── Source passage

Company type | private Corporation |
---|---|
Industry | Beverages |
Founded | 1871 Waukesha, Wisconsin |
Founder | H.M. Colver |
Headquarters | , United States |
Products | Seltzer, soft drinks |
Owner | Morgan Family |
Website | www |
White Rock Beverages (White Rock Products Corporation) is an American beverage company located in Whitestone, Queens, New York City. The company was established in 1871 by pharmacist H.M. Colver in Waukesha, Wisconsin. The Potawatomi Indians and settlers believed that the nearby White Rock natural spring had special medicinal powers, so White Rock Beverages started out as a destination for vacationers and health seekers. By 1876, the company was bottling and distributing the natural spring water throughout the country.[1]
Coca-Cola is frequently credited with the "invention" of the modern image of Santa Claus as an old man in red-and-white garments;[2] however, White Rock predated Coca-Cola's usage of Santa in advertisements for soft drinks. In 1923, the company used Santa to advertise its ginger ale after first using him to sell mineral water in 1915.[3][4]
By 1923, White Rock Beverages was one of the largest producers of mineral water in the United States. The company also produced ginger ale and other soft drinks. Its property value was then calculated at $7,311,767 ($130,754,958 today). This included land holdings and bottling plants.[5]
In 1941, the company which manufactured White Rock soft drinks was called White Rock Mineral Springs Company.[6]
The company has used the image of Psyche as its logo for over 120 years. The company purchased the rights to a painting titled Psyche at Nature's Mirror, by Paul Thumann, at the Chicago World's Fair in 1893.[7][8][9][10]
Type | Soft drink |
---|---|
Manufacturer | White Rock Beverages |
Variants | Diet |
Related products | Coca-Cola Pepsi Cola |
Website | www |
White Rock
Olde Brooklyn:
The beverage was widely used in speakeasies during Prohibition. In the 1927 mystery "The Egyptian Lure", author Carroll John Daly has his hard-boiled detective Race Williams enter one during an investigation. Race is worried about both the possibility of getting bad liquor, and that someone might slip him a Mickey Finn. He speaks to a waiter:
"Bring me a split of White Rock," I told him. "And be sure the cap's tightly on. I carry my own opener." The hurt expression of his fat face when he thought I'd questioned the honest intention of the house, lifted when I slipped him a five-case note—which was good pay for the water, but not too much if the cap was securely fastened. No—I didn't suspect the joint, but I hate to put anyone in the way of temptation."

────

Work instructions:
In the White Rock Beverages article, please name the painting whose rights the company bought at the 1893 Chicago World's Fair.

── Record extracts

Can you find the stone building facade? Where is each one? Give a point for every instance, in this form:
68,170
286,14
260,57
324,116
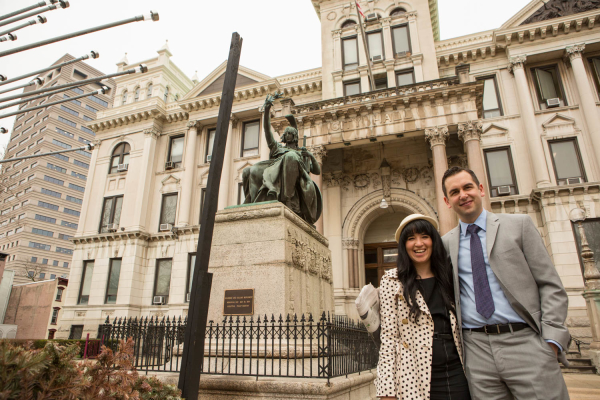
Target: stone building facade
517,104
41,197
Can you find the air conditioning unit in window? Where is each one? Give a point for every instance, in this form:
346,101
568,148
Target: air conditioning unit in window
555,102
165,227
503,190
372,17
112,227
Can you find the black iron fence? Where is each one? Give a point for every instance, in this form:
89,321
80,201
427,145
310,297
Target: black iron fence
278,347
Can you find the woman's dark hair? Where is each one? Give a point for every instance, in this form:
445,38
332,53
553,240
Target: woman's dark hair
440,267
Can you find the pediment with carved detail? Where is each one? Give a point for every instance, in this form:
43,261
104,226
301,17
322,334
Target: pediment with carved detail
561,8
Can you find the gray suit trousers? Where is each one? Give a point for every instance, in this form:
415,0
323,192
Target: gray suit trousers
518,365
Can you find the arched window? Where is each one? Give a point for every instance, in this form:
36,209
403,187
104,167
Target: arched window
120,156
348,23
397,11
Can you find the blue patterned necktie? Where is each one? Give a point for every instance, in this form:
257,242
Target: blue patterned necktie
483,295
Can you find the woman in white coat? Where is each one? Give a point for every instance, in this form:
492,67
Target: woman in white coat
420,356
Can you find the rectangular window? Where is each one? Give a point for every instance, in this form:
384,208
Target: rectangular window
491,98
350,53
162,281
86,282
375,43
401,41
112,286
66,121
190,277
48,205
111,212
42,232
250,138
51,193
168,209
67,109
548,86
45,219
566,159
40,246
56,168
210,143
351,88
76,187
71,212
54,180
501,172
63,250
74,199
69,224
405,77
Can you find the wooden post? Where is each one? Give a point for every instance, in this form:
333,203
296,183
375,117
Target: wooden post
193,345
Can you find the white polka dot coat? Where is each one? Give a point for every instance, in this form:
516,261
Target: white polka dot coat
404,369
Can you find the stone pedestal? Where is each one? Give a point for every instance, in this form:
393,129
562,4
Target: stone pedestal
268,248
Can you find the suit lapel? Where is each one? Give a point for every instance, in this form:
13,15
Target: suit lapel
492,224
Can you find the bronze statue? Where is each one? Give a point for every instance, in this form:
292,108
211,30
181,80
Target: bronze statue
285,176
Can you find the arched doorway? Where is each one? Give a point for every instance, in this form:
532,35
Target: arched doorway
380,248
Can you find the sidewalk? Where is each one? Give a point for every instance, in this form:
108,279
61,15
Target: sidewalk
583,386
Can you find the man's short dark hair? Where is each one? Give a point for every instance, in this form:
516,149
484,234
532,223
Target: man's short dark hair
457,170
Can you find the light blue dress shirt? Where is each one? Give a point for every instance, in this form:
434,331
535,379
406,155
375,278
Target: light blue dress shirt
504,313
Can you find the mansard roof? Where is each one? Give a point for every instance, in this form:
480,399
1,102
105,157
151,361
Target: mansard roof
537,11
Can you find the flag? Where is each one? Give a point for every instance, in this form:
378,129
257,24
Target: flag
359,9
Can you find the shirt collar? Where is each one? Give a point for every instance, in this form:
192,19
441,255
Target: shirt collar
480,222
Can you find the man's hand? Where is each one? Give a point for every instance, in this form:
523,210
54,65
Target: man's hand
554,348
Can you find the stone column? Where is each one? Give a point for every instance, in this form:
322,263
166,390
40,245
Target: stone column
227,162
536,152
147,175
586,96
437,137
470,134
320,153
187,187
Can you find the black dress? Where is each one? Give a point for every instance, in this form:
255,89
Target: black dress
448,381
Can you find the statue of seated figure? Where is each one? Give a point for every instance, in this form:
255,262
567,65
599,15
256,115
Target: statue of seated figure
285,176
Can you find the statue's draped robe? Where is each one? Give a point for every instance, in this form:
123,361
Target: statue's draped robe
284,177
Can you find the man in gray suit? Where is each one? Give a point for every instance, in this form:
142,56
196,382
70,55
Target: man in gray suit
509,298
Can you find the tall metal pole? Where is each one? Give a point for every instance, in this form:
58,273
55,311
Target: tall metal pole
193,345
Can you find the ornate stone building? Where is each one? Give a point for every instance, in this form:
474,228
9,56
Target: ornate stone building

────

Output of the task:
Psyche at Nature's Mirror, by Paul Thumann